■ **Required task**: Copy every record below, exactly as written.

■ **Stored rows**:
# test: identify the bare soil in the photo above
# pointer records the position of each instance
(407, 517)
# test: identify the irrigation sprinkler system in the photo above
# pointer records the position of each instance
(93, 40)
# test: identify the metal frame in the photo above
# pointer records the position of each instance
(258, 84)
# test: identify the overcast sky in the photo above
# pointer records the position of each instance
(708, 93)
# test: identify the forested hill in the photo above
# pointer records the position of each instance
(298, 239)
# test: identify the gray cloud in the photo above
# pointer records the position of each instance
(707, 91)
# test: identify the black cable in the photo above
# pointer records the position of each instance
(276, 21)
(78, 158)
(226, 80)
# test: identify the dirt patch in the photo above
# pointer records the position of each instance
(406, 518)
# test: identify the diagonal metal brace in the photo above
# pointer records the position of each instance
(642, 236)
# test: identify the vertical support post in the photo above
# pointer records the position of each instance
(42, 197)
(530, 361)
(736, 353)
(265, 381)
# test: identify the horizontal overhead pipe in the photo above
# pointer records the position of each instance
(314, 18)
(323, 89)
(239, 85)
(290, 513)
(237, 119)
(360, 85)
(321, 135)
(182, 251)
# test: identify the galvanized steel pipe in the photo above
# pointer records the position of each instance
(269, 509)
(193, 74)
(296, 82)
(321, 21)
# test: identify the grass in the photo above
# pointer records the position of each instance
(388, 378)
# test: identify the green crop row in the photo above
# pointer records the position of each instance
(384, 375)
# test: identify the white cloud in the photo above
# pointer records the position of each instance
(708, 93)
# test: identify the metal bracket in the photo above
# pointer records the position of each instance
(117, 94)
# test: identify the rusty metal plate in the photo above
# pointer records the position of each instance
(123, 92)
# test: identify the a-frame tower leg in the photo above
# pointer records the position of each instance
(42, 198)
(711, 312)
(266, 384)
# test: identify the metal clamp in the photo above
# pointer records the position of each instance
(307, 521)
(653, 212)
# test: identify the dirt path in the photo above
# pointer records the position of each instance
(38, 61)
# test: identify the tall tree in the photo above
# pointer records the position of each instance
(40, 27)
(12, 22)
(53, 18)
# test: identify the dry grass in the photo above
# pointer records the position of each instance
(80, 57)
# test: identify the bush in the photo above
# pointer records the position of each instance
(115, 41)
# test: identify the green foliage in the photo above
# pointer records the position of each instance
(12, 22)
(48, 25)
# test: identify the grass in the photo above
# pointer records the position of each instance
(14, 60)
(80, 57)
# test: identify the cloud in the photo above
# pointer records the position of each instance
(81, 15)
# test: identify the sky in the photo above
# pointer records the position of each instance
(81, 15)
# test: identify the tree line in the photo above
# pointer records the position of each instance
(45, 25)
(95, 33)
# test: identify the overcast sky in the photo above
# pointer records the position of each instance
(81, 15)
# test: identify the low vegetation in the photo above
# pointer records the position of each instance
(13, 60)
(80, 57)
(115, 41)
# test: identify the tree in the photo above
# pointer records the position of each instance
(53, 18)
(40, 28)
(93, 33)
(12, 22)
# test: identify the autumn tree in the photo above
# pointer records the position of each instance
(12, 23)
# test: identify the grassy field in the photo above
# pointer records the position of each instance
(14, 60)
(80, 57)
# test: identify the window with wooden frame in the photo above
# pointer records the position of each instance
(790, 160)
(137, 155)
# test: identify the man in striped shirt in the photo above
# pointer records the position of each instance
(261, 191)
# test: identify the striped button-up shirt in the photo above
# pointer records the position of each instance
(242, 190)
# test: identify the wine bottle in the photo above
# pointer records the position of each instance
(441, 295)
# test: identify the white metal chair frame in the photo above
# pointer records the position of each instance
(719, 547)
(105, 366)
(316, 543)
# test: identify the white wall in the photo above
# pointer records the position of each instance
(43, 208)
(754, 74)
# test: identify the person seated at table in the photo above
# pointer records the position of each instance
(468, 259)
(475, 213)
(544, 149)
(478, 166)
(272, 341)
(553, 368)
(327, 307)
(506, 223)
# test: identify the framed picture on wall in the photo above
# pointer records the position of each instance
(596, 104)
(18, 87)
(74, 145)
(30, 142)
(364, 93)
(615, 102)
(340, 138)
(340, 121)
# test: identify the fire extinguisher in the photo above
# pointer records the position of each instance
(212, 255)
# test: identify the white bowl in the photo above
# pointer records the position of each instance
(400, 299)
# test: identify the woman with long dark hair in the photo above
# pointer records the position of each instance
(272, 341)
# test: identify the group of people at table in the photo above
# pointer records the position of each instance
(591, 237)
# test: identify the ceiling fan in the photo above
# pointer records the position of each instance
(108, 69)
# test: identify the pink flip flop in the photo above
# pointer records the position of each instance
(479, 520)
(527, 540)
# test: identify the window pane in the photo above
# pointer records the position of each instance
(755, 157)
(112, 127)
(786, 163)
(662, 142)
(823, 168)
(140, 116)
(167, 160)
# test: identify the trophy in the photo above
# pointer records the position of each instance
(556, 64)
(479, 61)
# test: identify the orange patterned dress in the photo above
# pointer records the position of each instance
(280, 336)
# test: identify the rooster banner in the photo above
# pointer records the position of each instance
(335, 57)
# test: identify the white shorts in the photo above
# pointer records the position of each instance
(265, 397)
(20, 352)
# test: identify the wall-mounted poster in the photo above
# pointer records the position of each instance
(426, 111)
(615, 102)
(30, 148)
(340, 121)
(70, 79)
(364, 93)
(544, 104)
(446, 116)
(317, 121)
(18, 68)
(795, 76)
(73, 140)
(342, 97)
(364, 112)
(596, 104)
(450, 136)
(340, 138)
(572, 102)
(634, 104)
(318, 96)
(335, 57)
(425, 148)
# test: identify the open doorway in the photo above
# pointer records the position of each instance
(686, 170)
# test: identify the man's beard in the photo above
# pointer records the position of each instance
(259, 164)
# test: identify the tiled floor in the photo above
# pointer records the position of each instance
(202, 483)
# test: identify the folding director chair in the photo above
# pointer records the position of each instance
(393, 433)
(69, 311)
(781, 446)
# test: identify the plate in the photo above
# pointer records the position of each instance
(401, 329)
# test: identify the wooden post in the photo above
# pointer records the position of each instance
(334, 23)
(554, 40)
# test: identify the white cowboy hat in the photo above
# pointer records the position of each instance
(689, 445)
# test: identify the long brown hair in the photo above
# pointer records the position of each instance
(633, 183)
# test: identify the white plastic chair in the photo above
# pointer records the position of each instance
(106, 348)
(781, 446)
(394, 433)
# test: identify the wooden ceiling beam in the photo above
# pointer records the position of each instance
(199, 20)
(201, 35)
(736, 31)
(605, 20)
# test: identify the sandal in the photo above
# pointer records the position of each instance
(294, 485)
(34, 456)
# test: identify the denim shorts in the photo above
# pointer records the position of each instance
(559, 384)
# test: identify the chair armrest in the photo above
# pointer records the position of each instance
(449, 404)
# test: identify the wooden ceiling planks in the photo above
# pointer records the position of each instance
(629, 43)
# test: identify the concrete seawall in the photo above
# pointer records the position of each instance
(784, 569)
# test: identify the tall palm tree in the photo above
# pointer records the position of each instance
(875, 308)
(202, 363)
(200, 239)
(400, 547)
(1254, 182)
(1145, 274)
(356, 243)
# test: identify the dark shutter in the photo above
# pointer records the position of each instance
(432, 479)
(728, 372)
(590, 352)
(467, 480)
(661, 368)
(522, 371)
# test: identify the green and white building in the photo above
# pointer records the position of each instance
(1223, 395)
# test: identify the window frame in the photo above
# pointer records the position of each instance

■ **Answer to this problem**:
# test: identify the bare soil in the photo above
# pointer records the position of each instance
(407, 517)
# test: identify the irrigation sprinkler system in the photo above
# pointer records the position of each instance
(93, 40)
# test: identify the metal frame in the photo above
# pointer records the position of each instance
(258, 84)
# test: identify the overcast sky in the photo above
# pointer records the position of each instance
(708, 93)
# test: identify the forested hill in the photo above
# pointer records the position of each instance
(298, 239)
# test: identify the gray cloud in the photo above
# pointer records the position of each instance
(707, 91)
# test: identify the black cable in the photo above
# pointer records the position of each instance
(276, 21)
(78, 158)
(226, 80)
# test: identify the dirt patch in the photo above
# pointer records the position of each instance
(406, 518)
# test: identify the diagonal metal brace in the photo above
# pointer records the position of each instance
(642, 236)
# test: identify the vertical support post in the photo above
# pointer records the position of each instance
(42, 197)
(530, 361)
(736, 353)
(265, 381)
# test: identify the horizontal overhead pipe in the photo above
# pointer records the position of each instance
(314, 18)
(323, 89)
(239, 85)
(290, 513)
(237, 119)
(360, 85)
(321, 135)
(182, 251)
# test: identify the galvanized steel pipe in the photo above
# pointer records the position of each instance
(269, 509)
(193, 74)
(296, 82)
(321, 21)
# test: identify the grass in the photo above
# pointer records the position of each instance
(388, 378)
# test: identify the green crop row in the photo above
# pointer records the position of each instance
(384, 375)
# test: identify the white cloud in the photo above
# pointer records the position of each instance
(708, 93)
# test: identify the metal bracket in the photo above
# pointer records the position of each instance
(117, 94)
# test: identify the rusty metal plate in the photo above
# pointer records the position of each instance
(123, 92)
# test: identify the a-frame tower leg in the photo above
# pointer records the position of each instance
(42, 198)
(711, 312)
(266, 384)
# test: identify the metal clamp in the photo above
# pointer records the position of each instance
(307, 521)
(653, 212)
# test: identify the dirt path in the photo above
# pointer records the position of each instance
(38, 61)
# test: identify the tall tree in the photo above
# pointer records the position of each instance
(40, 27)
(12, 22)
(53, 18)
# test: identify the dry grass in the photo above
# pointer records the position of each instance
(80, 57)
# test: identify the bush in the photo above
# pointer records the position of each instance
(115, 41)
# test: identify the green foliage in the photo above
# pointer records the position of each instance
(12, 22)
(48, 25)
# test: identify the grass in the photo above
# pointer records the position of each instance
(14, 60)
(80, 57)
# test: identify the cloud in the photo above
# pointer records the position of each instance
(81, 15)
# test: identify the sky in the photo above
# pointer records the position of each instance
(81, 15)
# test: identify the tree line in the photo above
# pointer records the position of each instance
(45, 25)
(95, 33)
# test: identify the overcast sky in the photo above
# pointer records the position of each instance
(81, 15)
# test: identify the low vegetation in the photo above
# pointer records the position of each instance
(13, 60)
(80, 57)
(115, 41)
# test: identify the tree in the photo above
# pointer records the position of each instance
(53, 18)
(40, 28)
(93, 33)
(12, 22)
# test: identify the autumn tree in the photo above
# pointer records the position of each instance
(12, 23)
# test: identify the grassy field in the photo above
# pointer records the position of each instance
(14, 60)
(80, 57)
# test: identify the window with wooden frame in the photo above
# pointer records the position of each instance
(790, 160)
(137, 155)
# test: identify the man in striped shirt in the photo above
# pointer records the position of each instance
(261, 191)
# test: identify the striped button-up shirt in the photo above
# pointer records the position of each instance
(242, 190)
# test: identify the wine bottle in the photo above
# pointer records the position of each instance
(441, 295)
# test: identify the white metal chair frame in the photo above
# pointer records the position of each instance
(719, 547)
(105, 366)
(316, 543)
# test: identify the white wall in the photo above
# pointer records the position of each instance
(43, 208)
(754, 74)
# test: identify the person seated at table in the photo above
# pointer records the position of each instance
(468, 259)
(475, 213)
(544, 149)
(478, 166)
(272, 341)
(553, 368)
(327, 307)
(506, 223)
# test: identify the framed picture on wall in the photo above
# pointer records the position of each instance
(596, 104)
(18, 87)
(74, 145)
(30, 142)
(364, 93)
(615, 102)
(340, 138)
(340, 121)
# test: identify the fire extinguisher in the photo above
# pointer records the position of each instance
(212, 255)
# test: identify the white bowl in the photo above
# pointer records the position of each instance
(400, 299)
# test: identify the woman with long dark hair in the photo above
# pointer records the position of each instance
(272, 341)
# test: identify the group of people at table in the photo above
# pointer records the position of each instance
(591, 237)
# test: identify the ceiling fan in the photo above
# pointer records the position of each instance
(108, 69)
# test: identify the pink flip flop in the photo above
# pointer records the position of each instance
(479, 520)
(527, 540)
# test: identify the window pane in the photo above
# pointer records the position of each instance
(755, 157)
(112, 127)
(786, 163)
(662, 142)
(823, 168)
(140, 116)
(167, 160)
# test: identify the trophy in the photo above
# pointer records the position of each instance
(556, 64)
(479, 61)
# test: identify the orange patterned dress in the photo above
# pointer records the position of each instance
(280, 336)
# test: identify the rooster banner in the photo above
# pointer records the position of each instance
(335, 57)
# test: identify the white shorts in the photo above
# pointer records the position of each instance
(265, 397)
(20, 352)
# test: identify the wall-mounted poster in the photo above
# pointer records the position of each instance
(426, 111)
(615, 102)
(30, 148)
(340, 121)
(70, 79)
(364, 93)
(544, 104)
(446, 116)
(317, 121)
(18, 68)
(795, 76)
(73, 140)
(342, 97)
(364, 112)
(596, 104)
(450, 136)
(340, 138)
(572, 102)
(634, 104)
(318, 96)
(335, 57)
(425, 148)
# test: identify the open doorway in the photo above
# pointer records the position of each instance
(686, 170)
# test: identify the man's beard in the photo above
# pointer records the position of each instance
(259, 164)
# test: identify the tiled floor in the photo above
# pointer records the position of each instance
(202, 483)
# test: identify the folding director chair in the photo above
# pointer records the position of each instance
(393, 433)
(69, 311)
(781, 446)
# test: identify the plate in the photo above
# pointer records the position of each instance
(401, 329)
# test: identify the wooden post in the photo above
# pointer records the position of each instance
(334, 23)
(554, 40)
# test: identify the white cowboy hat in the photo above
# pointer records the position of each instance
(689, 445)
# test: identify the long brown hair in the photo above
# pointer records the position of each instance
(633, 183)
# test: identify the white plastic chair in the photo above
# pointer records the position of each instance
(106, 348)
(781, 446)
(394, 433)
# test: identify the wooden ceiling beam in the photo above
# pointer records the position of each instance
(199, 20)
(201, 35)
(736, 31)
(605, 20)
# test: identify the sandal in the photo above
# pointer records the position of each instance
(294, 485)
(34, 456)
# test: identify the denim shorts in the photo above
# pointer records the position of each instance
(559, 384)
# test: identify the chair armrest in the photo above
# pointer records the position of each instance
(449, 404)
# test: identify the wooden ceiling planks in the photo above
# pointer records the position of each instance
(629, 43)
# test: identify the concrete seawall in the photo above
# pointer records the position of each instance
(784, 569)
# test: identify the tall palm tree in the photo above
# pointer records the position of each instance
(875, 308)
(202, 363)
(200, 239)
(400, 547)
(1254, 182)
(1145, 274)
(356, 243)
# test: identify the dark shutter in the photo above
# pointer records the position of each instance
(432, 479)
(728, 372)
(590, 352)
(467, 480)
(661, 368)
(522, 371)
# test: identify the green and white building in the photo above
# pointer records the position of each instance
(1223, 395)
# test: identify the window frame in the photo above
# pointer records the position of each instance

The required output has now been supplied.